- _Aim of the exercise_:
Quote the records below in full, exactly as given, with the images taken out.

- _Exercise data_:
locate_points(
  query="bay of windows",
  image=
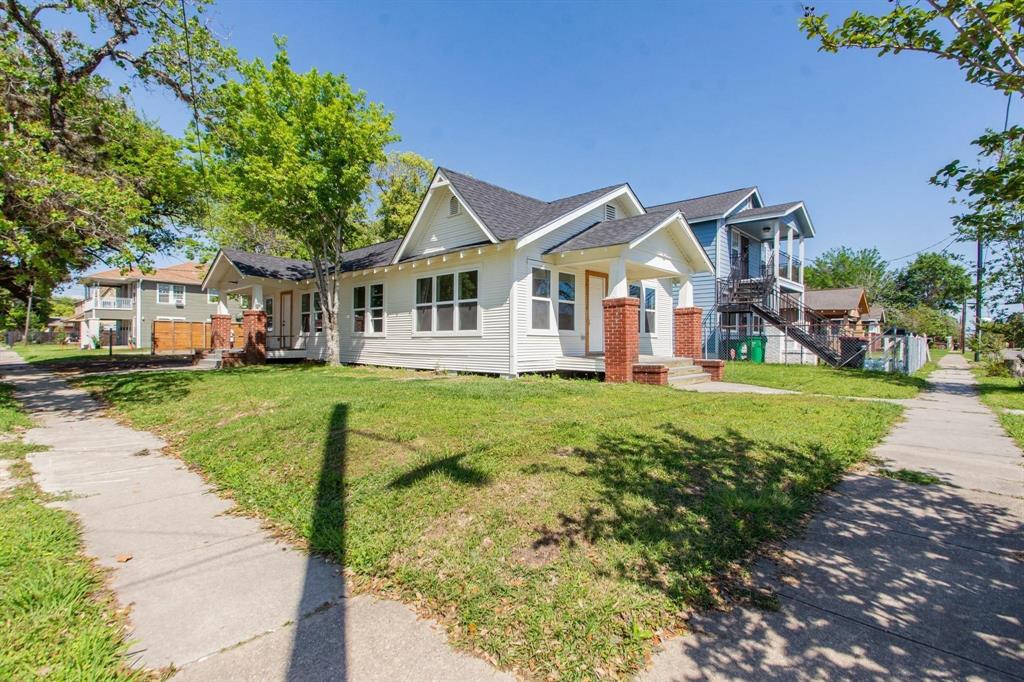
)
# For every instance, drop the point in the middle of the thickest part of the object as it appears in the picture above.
(448, 303)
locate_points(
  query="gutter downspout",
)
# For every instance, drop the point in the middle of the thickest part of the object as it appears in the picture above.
(138, 313)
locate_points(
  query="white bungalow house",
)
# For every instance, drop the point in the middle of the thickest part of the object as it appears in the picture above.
(491, 281)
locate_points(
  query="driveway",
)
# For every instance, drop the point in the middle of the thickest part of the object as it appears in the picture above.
(892, 580)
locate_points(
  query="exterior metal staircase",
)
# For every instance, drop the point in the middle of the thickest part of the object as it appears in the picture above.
(760, 295)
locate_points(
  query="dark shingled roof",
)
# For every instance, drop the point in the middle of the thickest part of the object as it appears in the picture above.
(765, 211)
(847, 298)
(611, 232)
(259, 265)
(510, 215)
(712, 206)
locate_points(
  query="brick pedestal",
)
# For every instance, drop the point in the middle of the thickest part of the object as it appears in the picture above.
(254, 334)
(622, 338)
(220, 331)
(686, 333)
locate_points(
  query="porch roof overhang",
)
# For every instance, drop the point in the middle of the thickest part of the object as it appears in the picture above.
(666, 247)
(772, 217)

- _Answer for this exercise_:
locate_points(
  query="bay of windows",
  image=
)
# For every instance, drop the point in the middle of the thickest part of the object as it appears in the picture above.
(448, 303)
locate_points(
  query="gutter downspout",
)
# For every instance, drop the point in the middle of the thickest part of the object as it appears in the picture above.
(138, 313)
locate_points(
  query="white bungalow house",
)
# For every instance, drop the point in the middle of the thickest part of the object as it appears in the picture above.
(491, 281)
locate_points(
  query="driveway",
)
# For every instance, drop the point in the middle of the thickest part of the object as it appears in the picture above.
(892, 580)
locate_points(
  query="exterior metal staircase",
)
# For every instance, drop the point in the middle of the thickest part of the object as it appears in the picture above.
(760, 295)
locate_points(
  query="dark shingled roof",
)
# For every instance, drop the point in the middle of the thickest part of the object as it appears in the picture above.
(765, 211)
(847, 298)
(611, 232)
(259, 265)
(510, 215)
(712, 206)
locate_points(
  query="brick pedestal",
)
# For every instance, drop the point in the middle of the thickest part of the object as it appears in the picture above.
(254, 334)
(622, 338)
(220, 331)
(686, 333)
locate_points(
  query="porch roof overhang",
)
# For every instance, drop the point in the middle of the thickest part of the object as it appears in the picture above.
(666, 247)
(772, 217)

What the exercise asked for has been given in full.